WHAT YOU WILL DO: Repeat the records below word for word, keeping every line as it stands.

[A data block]

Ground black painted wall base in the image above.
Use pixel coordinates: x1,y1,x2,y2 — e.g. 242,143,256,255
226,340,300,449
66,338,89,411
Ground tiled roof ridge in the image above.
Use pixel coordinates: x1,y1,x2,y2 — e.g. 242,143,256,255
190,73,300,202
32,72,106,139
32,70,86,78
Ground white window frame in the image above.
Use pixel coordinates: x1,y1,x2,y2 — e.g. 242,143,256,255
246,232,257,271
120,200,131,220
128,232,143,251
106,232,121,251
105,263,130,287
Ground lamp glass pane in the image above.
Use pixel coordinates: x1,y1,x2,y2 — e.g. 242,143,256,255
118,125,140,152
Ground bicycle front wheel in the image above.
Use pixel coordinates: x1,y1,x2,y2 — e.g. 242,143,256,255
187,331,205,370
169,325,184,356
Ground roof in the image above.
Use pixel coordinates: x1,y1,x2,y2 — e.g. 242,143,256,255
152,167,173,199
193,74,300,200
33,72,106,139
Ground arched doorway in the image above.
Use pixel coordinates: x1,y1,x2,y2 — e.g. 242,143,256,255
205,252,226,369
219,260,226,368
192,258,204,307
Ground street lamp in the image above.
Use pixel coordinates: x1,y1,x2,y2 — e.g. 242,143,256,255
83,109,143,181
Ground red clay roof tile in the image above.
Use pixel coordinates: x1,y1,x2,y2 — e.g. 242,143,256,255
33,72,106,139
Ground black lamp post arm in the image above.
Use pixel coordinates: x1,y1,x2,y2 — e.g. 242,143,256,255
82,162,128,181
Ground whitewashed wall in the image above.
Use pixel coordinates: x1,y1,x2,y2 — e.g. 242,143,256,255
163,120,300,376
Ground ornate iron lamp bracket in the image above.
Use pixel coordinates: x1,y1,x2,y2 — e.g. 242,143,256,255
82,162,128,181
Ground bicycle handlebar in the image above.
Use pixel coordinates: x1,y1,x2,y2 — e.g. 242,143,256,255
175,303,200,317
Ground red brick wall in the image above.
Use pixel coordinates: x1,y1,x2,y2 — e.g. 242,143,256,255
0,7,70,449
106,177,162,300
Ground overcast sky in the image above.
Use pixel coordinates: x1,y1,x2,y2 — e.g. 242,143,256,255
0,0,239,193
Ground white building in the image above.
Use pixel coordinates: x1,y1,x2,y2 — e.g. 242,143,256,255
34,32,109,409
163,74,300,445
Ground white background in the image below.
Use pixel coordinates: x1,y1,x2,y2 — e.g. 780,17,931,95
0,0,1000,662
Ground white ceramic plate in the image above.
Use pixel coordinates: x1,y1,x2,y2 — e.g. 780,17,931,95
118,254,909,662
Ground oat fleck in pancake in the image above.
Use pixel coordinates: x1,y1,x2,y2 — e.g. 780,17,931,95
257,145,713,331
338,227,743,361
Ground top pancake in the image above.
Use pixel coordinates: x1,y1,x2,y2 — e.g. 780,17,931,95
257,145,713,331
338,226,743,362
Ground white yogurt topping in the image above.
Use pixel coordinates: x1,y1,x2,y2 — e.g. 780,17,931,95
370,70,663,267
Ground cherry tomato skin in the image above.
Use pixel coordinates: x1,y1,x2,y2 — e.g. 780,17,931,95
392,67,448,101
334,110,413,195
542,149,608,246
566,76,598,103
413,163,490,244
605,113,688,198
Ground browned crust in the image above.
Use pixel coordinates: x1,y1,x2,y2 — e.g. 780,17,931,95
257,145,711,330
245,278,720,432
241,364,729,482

SOLUTION BELOW:
Ground black painted wall base in the image above.
Use pixel coordinates: x1,y1,x2,y2 — e.g. 242,143,256,255
226,340,300,449
66,338,89,411
Ground tiled roof ridge in the image above.
Use pixel coordinates: x1,y1,x2,y2 — e.g. 242,143,256,255
190,73,300,202
32,72,106,139
32,70,86,78
Ground white window frame in the image above.
Use pixel coordinates: x1,y1,x2,y2 — e.g. 242,143,256,255
246,232,257,271
120,200,131,220
128,232,143,251
106,232,121,251
105,263,130,287
Ground lamp glass pane in the image above.
Use pixel coordinates: x1,y1,x2,y2 — e.g. 242,143,256,255
118,125,140,152
Ground bicycle front wheel in the image above.
Use pixel coordinates: x1,y1,x2,y2 — e.g. 242,143,256,255
187,331,205,370
169,325,184,356
Ground roof in the image above.
Use pixel coordinates: x1,y1,x2,y2 — e.g. 242,143,256,255
152,167,173,199
193,74,300,200
33,72,106,139
Ground arched doorway in the image above.
Use pixel coordinates: x1,y1,x2,y2 — e.g. 242,143,256,255
205,252,226,369
219,260,226,368
192,258,204,307
Ground street lamp in the image above.
Use pixel coordinates: x1,y1,x2,y2 — e.g. 242,143,256,255
83,109,143,181
Ground red clay roof tile in the image above.
Use pixel coordinates: x1,y1,x2,y2 — e.g. 242,143,256,255
33,72,106,139
Ground black lamp post arm in the image above.
Use pixel coordinates: x1,y1,x2,y2 — e.g. 242,143,256,255
82,162,128,181
Ground whitewashed wall in the image above.
Use pixel coordinates: x1,y1,x2,y2 — e.g. 242,143,256,255
163,120,300,376
Ground ornate iron lamp bracket in the image above.
Use pixel coordinates: x1,y1,x2,y2 — e.g. 242,143,256,255
82,162,128,181
Ground bicycle handlebar in the image above.
Use pixel coordinates: x1,y1,x2,y2 — e.g. 242,143,256,255
175,303,200,317
Ground red brick wall in the image above.
Use pixel coordinates: x1,y1,x2,y2 — e.g. 242,143,256,255
0,7,70,449
106,177,162,300
Ground overcast sky in the image above.
Use pixel coordinates: x1,y1,x2,y2 — e.g. 242,143,256,255
0,0,239,193
Ground white building in the image above.
Use pixel coordinates: x1,y1,x2,y2 — e.g. 242,143,256,255
34,32,109,409
163,74,300,445
Ground white background in the image below.
Use pixel coordinates: x1,y1,x2,y2 — e.g. 780,17,931,95
0,0,1000,662
Ground white ceramic plate in the image above.
Use pixel coordinates: x1,y1,x2,y2 — e.g. 780,17,931,95
118,254,909,662
Ground oat fleck in pancake in the image above.
Use pixel coordinates: x1,y1,x2,y2 — e.g. 780,17,931,95
257,145,713,331
338,227,743,361
Ground top pancake in the image above.
Use pixel coordinates: x1,y1,x2,y2 — e.g. 780,17,931,95
257,145,713,331
338,226,743,362
Ground white yogurt topping in the image above.
Use pixel coordinates: x1,y1,x2,y2 — e.g. 780,17,931,95
370,70,663,267
Ground cherry tomato skin in the image above.
Use pixel coordinates: x1,y1,x2,y2 — e.g. 780,17,931,95
392,67,448,101
334,110,413,195
542,149,608,246
566,76,598,103
413,163,490,244
605,113,688,198
Ground browned crust in the image above.
Use pixel coordinates: x1,y1,x2,y2 — e.g. 780,17,931,95
257,145,711,330
245,278,720,432
241,364,729,482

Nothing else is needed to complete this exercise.